(Objective):
Copy all of the material below line for line, requests included, and shift every box coordinate in the answers up by 60.

(Task material):
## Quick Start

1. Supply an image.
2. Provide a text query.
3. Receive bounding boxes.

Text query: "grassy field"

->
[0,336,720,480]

(Written response):
## Quick Start

1. Supply an image.
2. Provide a text query.
3. Receive bounding boxes.

Text query: "grassy field"

->
[60,396,780,540]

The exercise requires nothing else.